Whew! The 90th session of South Dakota’s legislature wrapped up on March 30, and it’s good to be home again.
It was a mixed bag as many sessions are, and access to care and active transportation issues kept us busy. We were excited to support the Daugaard administration’s two bills relating to bicycle and pedestrian safety. HB 1030 sought to give people on bicycles at least a three-foot leeway when being passed by cars, and HB 1032 would have required motorists to actually stop when people walking are crossing in a pedestrian crosswalk.
Unfortunately the pedestrian safety bill failed, but thanks to the support of our You're the Cure network and a coalition of active transportation advocates, the bike safety bill came through both houses and was signed last month by Governor Daugaard. We’re so excited that this will be one of the strongest bike safety laws in the country when it goes into effect July 1.
Overall, the bike and pedestrian safety bills gave us the opportunity to educate lawmakers and the public that the American Heart Association supports policies that make it easier and safer for people to be more active in their daily lives. And more active transportation means healthier hearts and lives for everyone.
It was disappointing that legislators were not willing to support legislation to improve the health of South Dakotans by covering more people in our state through Medicaid. It’s been a long haul for Medicaid expansion in our state as discussions continue on how to cover the state’s share of the expansion costs. It really is a great deal for South Dakota as the federal government has pledged to cover not less than 90 percent of the costs to cover up to about 48,000 more people.

(Region pointing data)
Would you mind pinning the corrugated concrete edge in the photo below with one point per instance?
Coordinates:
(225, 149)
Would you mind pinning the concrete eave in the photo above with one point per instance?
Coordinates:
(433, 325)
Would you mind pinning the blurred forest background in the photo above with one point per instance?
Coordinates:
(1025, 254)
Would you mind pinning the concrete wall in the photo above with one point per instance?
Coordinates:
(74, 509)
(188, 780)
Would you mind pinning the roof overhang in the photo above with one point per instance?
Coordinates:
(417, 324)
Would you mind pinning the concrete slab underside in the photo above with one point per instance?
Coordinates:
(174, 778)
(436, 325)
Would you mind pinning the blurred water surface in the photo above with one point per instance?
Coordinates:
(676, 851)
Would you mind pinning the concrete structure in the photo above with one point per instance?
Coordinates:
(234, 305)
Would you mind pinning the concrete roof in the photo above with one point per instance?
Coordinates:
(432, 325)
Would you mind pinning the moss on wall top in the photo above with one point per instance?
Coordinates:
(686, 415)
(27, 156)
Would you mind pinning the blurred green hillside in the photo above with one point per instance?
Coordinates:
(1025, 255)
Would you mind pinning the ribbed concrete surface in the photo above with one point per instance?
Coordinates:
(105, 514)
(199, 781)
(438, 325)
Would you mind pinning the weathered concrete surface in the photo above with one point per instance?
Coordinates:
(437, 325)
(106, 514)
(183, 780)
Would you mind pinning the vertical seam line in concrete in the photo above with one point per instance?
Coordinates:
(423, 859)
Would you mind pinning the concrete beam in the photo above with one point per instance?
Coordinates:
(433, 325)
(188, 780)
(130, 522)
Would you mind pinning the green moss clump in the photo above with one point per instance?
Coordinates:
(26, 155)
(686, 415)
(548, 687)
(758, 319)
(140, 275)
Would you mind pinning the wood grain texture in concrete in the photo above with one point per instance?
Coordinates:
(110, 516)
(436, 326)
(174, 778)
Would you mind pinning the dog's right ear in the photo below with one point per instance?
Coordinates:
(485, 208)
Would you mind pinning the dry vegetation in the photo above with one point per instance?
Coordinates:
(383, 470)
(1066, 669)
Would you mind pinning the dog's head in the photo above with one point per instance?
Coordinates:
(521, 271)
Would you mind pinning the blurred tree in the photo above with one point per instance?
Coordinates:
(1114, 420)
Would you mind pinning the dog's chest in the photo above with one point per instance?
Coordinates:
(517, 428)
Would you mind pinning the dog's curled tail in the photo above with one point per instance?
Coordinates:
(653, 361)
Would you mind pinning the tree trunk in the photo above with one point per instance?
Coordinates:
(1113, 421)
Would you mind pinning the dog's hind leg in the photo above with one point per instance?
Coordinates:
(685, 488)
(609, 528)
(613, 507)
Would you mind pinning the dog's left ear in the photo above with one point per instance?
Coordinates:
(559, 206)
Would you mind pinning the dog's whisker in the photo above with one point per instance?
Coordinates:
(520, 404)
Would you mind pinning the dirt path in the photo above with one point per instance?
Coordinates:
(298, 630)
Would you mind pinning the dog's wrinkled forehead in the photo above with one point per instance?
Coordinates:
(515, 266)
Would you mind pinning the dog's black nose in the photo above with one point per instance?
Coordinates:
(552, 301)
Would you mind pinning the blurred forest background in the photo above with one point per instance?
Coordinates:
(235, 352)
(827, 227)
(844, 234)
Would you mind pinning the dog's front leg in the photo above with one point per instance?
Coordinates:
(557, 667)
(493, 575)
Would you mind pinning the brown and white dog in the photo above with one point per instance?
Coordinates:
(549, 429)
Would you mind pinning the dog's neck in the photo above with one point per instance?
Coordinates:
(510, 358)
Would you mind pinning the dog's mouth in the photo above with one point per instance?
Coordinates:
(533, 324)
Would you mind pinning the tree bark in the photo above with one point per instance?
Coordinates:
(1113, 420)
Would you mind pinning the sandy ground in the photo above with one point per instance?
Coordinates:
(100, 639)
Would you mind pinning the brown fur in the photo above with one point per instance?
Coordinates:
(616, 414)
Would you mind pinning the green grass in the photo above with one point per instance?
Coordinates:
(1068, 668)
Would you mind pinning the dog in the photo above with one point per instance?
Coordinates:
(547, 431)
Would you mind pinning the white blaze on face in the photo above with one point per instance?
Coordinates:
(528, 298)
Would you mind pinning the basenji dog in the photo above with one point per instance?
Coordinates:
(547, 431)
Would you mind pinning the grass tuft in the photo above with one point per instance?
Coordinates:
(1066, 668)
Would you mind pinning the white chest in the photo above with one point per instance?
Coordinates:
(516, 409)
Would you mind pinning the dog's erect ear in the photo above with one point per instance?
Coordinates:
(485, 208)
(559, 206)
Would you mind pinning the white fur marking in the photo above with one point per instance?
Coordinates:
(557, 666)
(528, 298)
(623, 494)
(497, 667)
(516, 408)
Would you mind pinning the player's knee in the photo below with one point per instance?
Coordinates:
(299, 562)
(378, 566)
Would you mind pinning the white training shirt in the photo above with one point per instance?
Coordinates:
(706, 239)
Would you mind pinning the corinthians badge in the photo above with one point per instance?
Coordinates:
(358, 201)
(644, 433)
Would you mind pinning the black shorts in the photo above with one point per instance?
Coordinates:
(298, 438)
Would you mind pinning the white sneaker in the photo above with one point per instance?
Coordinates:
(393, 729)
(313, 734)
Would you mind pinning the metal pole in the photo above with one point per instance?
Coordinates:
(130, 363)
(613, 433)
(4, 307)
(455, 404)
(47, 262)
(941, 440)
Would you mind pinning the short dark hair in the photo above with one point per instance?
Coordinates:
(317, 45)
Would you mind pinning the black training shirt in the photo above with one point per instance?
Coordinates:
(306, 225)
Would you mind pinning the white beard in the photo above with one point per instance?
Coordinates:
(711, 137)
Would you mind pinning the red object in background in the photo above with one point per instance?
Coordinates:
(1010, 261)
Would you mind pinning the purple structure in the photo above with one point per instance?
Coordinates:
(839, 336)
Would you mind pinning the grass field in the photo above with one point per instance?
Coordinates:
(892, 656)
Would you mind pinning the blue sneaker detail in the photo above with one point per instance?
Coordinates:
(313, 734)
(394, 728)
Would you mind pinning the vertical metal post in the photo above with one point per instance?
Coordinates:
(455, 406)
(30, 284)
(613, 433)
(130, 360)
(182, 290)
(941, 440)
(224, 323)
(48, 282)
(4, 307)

◆ Your tasks ◆
**A)** Using the South Dakota session recap, decide whether each statement agrees with it, answering yes or no and quoting the words that settle it: (i) The pedestrian crosswalk bill, HB 1032, became law. (ii) Governor Daugaard signed the bike safety bill. (iii) The federal government pledged to pay at least 90 percent of the Medicaid expansion costs.
**B)** Pick up the South Dakota session recap after its final sentence and keep writing.

◆ Outputs for the tasks ◆
**A)**
(i) No: "Unfortunately the pedestrian safety bill failed"
(ii) Yes: "the bike safety bill came through both houses and was signed last month by Governor Daugaard"
(iii) Yes: "the federal government has pledged to cover not less than 90 percent of the costs"

**B)**
Medicaid coverage means hard-working South Dakotans will get their preventive care, keeping them out of emergency rooms and delaying serious (and expensive) health problems such as heart attacks. If someone can’t pay their medical bills, the costs get passed on to all of us through higher insurance premiums and taxes – we need to cover people and make sure they’ve got their preventive care that keeps them healthier and more productive. In the long run, it's cost-effective and the right thing to do.
So what happens now that session is over? We keep working on our issues and prepare for next year. We are still working to get more students trained in hands-only CPR as we know more education saves lives. We’re making sure our state’s tobacco prevention and control money is getting out to groups all over SD to continue to reduce the burden of tobacco use in our state. And we are working on nutrition education statewide to help people make healthy choices and reduce childhood obesity in South Dakota.